## begin Provided data

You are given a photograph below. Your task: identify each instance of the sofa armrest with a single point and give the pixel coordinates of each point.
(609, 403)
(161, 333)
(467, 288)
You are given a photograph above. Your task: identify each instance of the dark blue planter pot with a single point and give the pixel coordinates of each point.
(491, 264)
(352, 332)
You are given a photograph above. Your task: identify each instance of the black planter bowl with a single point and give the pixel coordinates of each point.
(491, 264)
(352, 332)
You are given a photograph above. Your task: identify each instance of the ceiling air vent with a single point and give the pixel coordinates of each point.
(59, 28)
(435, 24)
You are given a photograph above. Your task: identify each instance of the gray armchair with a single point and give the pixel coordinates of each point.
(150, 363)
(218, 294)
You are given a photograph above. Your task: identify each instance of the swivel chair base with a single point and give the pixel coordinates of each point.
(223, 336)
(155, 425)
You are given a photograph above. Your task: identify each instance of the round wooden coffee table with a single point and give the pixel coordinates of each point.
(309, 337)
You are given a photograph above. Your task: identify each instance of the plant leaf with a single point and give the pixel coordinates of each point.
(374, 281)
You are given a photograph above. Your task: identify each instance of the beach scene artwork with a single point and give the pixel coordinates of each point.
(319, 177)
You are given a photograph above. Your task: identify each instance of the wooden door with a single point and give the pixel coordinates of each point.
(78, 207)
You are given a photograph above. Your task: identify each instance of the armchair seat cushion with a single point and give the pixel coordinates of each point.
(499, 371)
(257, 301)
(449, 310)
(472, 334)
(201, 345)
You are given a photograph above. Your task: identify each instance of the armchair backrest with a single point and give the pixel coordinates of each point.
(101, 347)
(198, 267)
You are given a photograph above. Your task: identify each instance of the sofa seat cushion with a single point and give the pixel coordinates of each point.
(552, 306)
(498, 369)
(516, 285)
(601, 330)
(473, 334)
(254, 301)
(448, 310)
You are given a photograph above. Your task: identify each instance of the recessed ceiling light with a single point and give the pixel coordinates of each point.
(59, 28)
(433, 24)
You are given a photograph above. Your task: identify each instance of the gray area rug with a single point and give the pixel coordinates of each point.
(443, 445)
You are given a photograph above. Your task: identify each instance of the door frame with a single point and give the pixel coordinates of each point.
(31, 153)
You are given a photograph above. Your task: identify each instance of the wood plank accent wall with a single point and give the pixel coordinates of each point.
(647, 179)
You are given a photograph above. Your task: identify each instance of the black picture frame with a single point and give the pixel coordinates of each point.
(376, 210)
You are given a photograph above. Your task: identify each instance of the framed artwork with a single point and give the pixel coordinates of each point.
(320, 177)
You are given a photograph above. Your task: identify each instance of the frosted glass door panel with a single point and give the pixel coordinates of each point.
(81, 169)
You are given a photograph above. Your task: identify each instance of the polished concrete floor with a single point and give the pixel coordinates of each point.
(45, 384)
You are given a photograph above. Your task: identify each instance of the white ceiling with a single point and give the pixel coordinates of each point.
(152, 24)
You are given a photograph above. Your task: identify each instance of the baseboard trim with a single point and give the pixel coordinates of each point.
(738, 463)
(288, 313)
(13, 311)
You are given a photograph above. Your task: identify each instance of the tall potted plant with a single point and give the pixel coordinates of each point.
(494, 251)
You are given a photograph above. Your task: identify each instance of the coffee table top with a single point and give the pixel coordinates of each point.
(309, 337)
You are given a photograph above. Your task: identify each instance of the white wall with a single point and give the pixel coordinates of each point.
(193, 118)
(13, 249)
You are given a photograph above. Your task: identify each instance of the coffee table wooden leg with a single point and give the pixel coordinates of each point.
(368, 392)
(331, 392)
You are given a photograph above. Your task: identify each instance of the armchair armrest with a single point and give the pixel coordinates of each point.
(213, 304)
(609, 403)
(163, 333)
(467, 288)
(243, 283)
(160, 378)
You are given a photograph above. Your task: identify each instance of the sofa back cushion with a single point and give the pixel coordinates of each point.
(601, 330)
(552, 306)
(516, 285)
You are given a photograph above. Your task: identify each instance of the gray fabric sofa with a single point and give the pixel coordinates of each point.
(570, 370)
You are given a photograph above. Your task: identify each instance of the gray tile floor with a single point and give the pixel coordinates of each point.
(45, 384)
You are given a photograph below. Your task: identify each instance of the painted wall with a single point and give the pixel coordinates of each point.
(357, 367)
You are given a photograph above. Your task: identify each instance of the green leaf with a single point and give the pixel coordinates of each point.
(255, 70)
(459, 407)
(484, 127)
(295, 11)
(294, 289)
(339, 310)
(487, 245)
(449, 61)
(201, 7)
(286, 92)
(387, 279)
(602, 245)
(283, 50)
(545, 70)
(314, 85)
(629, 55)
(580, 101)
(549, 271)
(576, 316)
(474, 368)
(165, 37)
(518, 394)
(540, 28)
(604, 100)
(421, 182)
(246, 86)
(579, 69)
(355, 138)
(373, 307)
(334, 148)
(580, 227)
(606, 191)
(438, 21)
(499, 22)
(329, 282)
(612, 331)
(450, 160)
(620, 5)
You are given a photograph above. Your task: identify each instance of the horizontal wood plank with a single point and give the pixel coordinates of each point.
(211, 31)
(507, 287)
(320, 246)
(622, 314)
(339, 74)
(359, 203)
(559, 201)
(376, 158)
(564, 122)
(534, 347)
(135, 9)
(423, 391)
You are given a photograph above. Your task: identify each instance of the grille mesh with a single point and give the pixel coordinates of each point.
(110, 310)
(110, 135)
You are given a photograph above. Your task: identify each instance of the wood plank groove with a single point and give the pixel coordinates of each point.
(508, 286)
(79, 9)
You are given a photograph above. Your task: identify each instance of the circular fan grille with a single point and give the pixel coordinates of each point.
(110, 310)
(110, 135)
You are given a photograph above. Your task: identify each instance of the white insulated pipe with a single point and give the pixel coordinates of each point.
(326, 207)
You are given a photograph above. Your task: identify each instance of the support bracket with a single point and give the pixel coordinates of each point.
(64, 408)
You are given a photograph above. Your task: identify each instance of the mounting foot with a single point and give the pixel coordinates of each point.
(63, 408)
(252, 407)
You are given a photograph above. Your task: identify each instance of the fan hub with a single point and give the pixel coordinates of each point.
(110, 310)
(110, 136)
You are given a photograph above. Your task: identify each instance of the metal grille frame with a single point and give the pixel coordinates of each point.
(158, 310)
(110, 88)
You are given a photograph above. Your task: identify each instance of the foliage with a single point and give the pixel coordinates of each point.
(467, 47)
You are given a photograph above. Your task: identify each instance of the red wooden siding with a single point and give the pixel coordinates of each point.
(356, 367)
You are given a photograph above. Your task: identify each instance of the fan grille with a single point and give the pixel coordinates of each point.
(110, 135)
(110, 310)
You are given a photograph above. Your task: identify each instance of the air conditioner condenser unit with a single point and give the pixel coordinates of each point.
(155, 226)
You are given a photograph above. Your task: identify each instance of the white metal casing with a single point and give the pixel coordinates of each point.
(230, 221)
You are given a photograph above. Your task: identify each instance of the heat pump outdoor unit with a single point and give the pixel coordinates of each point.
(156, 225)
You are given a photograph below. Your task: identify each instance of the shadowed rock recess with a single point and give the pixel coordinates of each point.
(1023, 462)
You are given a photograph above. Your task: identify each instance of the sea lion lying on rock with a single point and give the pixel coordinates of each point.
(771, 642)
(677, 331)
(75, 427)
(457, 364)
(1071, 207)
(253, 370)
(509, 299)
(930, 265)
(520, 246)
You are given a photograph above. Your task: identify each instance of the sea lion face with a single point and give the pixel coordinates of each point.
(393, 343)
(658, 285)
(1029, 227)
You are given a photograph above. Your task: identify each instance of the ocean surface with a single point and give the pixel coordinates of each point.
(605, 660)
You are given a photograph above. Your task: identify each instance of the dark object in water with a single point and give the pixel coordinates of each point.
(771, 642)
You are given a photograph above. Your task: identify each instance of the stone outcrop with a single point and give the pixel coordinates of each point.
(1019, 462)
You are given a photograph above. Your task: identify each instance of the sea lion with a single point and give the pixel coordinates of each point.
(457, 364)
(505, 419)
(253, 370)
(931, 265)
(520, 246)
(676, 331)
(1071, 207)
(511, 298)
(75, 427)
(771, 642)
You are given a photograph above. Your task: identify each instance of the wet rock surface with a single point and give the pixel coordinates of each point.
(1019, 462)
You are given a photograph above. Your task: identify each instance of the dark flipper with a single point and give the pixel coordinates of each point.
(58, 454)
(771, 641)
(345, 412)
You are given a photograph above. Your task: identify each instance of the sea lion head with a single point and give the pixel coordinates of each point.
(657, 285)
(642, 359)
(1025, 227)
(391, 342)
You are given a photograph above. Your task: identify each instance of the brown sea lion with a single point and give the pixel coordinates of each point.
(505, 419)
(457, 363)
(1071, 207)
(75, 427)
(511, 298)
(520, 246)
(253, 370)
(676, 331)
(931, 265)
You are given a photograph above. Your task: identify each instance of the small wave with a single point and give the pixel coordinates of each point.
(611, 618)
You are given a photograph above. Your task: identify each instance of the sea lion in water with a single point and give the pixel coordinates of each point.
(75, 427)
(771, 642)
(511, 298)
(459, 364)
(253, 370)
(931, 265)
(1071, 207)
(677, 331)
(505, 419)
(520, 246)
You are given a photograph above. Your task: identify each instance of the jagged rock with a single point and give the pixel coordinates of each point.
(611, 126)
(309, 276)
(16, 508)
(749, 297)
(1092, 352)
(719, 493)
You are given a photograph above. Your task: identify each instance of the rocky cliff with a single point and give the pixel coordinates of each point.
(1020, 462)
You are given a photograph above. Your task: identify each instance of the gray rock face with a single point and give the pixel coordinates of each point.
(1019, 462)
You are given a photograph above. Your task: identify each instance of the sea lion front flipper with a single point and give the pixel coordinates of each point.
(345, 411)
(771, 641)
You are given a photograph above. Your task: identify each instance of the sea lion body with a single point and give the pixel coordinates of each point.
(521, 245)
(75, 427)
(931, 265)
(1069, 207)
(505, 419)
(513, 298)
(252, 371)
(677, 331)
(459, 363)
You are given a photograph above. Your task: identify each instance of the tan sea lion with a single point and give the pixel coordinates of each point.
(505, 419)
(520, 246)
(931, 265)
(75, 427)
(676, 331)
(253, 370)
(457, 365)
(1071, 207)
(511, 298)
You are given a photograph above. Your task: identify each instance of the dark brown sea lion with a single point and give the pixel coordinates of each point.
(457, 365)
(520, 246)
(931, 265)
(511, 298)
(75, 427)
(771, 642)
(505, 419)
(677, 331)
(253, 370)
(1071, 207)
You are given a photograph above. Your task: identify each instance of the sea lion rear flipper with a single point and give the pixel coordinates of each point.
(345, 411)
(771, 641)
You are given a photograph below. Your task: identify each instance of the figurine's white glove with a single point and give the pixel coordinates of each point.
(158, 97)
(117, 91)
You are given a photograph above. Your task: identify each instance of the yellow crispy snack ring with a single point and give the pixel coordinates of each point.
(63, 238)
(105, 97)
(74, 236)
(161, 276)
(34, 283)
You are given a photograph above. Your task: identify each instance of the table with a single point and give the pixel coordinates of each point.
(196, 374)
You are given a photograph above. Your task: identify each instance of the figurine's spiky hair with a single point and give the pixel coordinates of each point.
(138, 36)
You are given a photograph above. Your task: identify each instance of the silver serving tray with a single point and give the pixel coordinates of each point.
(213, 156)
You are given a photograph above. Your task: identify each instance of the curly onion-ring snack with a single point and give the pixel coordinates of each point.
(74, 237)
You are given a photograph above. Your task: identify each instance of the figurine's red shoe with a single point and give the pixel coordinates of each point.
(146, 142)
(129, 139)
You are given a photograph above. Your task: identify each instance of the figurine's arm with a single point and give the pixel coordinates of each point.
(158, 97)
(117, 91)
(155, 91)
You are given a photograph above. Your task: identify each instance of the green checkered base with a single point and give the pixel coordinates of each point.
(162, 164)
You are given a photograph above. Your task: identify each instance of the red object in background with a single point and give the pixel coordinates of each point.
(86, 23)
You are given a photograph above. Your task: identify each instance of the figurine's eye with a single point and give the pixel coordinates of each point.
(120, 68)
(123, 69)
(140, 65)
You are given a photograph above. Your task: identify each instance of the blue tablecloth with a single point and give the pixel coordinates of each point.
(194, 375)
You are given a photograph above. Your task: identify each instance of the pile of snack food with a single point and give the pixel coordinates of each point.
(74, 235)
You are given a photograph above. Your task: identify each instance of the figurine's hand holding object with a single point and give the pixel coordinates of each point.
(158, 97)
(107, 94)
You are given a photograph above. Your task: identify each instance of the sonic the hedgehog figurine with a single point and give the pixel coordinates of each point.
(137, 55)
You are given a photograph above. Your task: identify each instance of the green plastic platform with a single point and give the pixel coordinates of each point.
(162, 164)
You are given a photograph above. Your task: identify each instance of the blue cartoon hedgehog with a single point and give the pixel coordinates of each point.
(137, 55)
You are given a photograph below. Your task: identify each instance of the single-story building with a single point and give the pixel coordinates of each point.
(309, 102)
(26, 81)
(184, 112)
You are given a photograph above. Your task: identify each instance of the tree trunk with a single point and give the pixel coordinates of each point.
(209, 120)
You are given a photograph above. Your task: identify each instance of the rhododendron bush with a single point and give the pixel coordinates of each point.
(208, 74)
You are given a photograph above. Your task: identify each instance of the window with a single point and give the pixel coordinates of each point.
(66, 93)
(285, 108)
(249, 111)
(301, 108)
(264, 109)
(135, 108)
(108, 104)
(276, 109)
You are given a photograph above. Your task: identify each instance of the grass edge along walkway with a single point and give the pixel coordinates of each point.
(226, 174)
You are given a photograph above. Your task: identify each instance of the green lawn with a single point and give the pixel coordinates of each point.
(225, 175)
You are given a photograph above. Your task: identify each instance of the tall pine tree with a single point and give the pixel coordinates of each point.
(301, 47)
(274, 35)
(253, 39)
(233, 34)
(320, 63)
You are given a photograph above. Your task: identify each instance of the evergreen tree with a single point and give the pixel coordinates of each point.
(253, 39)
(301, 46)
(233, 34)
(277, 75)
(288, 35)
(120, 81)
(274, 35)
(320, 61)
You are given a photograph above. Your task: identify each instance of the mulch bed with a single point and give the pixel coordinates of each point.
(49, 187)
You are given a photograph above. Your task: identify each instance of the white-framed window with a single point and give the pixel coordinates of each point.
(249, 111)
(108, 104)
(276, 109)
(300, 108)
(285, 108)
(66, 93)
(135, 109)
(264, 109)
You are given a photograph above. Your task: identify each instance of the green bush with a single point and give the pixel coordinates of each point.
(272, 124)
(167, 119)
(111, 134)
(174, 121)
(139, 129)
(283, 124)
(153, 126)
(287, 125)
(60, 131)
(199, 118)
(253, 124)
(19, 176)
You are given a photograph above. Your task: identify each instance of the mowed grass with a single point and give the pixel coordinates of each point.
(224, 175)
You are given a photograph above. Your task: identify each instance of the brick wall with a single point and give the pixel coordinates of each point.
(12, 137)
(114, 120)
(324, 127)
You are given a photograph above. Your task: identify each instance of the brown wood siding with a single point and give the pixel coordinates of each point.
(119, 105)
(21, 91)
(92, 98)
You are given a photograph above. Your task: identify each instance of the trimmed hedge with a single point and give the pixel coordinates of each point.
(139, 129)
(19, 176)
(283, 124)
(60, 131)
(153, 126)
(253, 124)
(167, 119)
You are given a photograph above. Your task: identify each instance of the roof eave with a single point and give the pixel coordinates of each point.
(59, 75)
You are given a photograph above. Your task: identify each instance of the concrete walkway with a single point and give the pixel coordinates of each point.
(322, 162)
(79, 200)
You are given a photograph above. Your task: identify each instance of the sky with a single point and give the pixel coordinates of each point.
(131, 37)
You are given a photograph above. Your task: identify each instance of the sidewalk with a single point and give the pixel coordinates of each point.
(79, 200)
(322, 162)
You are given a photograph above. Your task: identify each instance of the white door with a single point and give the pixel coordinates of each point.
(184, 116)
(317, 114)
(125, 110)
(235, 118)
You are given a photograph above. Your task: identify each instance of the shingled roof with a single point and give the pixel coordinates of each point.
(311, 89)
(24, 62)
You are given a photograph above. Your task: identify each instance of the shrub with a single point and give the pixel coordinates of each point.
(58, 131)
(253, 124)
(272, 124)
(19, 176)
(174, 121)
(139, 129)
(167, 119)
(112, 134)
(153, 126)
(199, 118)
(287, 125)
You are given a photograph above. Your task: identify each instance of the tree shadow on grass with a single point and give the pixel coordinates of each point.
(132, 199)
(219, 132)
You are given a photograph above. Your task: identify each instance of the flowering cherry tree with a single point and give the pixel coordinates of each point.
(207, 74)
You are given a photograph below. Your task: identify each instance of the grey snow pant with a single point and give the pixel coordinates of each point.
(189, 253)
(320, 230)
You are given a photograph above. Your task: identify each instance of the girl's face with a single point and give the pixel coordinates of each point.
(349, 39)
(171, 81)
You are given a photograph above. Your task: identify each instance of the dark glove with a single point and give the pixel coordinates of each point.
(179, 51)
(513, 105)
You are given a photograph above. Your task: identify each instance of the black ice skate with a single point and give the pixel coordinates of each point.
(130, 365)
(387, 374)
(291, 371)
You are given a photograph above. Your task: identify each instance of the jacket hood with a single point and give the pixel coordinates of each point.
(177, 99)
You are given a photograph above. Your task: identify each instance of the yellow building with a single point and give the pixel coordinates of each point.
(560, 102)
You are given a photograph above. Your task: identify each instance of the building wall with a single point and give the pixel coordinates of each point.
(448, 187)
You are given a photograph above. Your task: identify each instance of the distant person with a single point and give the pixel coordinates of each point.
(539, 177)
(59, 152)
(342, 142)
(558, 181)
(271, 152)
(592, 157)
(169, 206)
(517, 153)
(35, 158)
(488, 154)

## end Provided data

▶ **Do this**:
Keep only the lines from the one containing "the tree shadow" to the end of the entries, and repeat them exactly.

▶ **Output of the task**:
You are given a photograph above. Your task: identify each instance of the tree shadow on grass with a single point and give the pixel coordinates of each point.
(132, 199)
(219, 132)
You are given a photograph above. Your task: identify each instance of the flowering cherry tree with a single point and give the pixel coordinates of each point.
(207, 74)
You are given a photograph below. Your task: identify each instance of the grey snow pant with a single point and give the pixel coordinates of each point.
(189, 253)
(320, 230)
You are given a photograph above. Your task: identify each instance of the girl's face with a single point and give the pixel coordinates of each point.
(349, 39)
(171, 81)
You are given a photograph above. Your task: identify each instance of the dark glove with a single point and give the pixel coordinates of each point.
(179, 51)
(513, 105)
You are given a photograph above. Your task: identify each instance of the black ice skate with a single point and give the pixel coordinates of each point.
(130, 365)
(387, 374)
(291, 371)
You are given a photograph above. Your task: identify each instance of the jacket hood with a single point and give the pixel coordinates of each point.
(177, 99)
You are given a photograph above. Your task: identify each instance of the yellow building with a single point and give the pixel coordinates of each point.
(560, 102)
You are given a photograph above. Your task: identify each instance of the building wall with a single point and give the pixel coordinates of each point.
(448, 187)
You are given a photograph above. Your task: identify each instance of the distant person with a single point and give the pixel coordinates of each point.
(539, 177)
(59, 152)
(342, 142)
(558, 181)
(271, 152)
(592, 157)
(169, 206)
(517, 153)
(35, 158)
(488, 154)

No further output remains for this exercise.